» WORK TASK:
Among the entries below, count the lines with "white" in them and state the total without comment.

» INFORMATION SHOWN:
=== Section Start ===

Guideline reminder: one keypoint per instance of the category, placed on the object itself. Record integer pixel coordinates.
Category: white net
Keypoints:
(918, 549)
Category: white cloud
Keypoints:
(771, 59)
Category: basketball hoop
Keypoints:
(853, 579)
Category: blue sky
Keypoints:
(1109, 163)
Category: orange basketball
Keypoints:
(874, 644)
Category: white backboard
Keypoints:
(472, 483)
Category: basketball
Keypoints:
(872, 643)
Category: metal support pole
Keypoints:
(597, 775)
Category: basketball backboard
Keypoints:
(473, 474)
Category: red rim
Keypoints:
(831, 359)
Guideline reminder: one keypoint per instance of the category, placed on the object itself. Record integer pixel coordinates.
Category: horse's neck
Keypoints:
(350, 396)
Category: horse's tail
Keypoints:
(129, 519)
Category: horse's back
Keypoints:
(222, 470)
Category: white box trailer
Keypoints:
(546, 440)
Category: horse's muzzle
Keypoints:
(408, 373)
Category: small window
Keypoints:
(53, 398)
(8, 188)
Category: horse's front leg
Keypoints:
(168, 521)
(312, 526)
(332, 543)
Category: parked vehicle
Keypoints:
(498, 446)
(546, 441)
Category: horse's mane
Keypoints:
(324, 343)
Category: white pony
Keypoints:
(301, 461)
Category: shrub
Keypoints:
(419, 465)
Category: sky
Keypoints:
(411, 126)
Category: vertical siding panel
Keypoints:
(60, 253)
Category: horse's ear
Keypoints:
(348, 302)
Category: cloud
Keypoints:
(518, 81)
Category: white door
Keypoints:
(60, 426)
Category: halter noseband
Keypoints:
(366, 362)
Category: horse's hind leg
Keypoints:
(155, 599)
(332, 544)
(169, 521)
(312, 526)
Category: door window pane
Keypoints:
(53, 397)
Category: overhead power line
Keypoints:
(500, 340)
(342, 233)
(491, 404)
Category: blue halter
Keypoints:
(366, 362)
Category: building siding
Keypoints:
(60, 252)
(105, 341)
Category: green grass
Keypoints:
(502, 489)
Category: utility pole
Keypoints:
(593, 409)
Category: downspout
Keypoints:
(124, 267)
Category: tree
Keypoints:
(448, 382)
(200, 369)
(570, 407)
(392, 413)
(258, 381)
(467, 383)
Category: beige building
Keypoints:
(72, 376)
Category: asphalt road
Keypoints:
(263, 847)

=== Section End ===
=== Section Start ===

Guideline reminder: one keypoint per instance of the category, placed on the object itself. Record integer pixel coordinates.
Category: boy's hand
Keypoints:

=== Section End ===

» TASK ANSWER:
6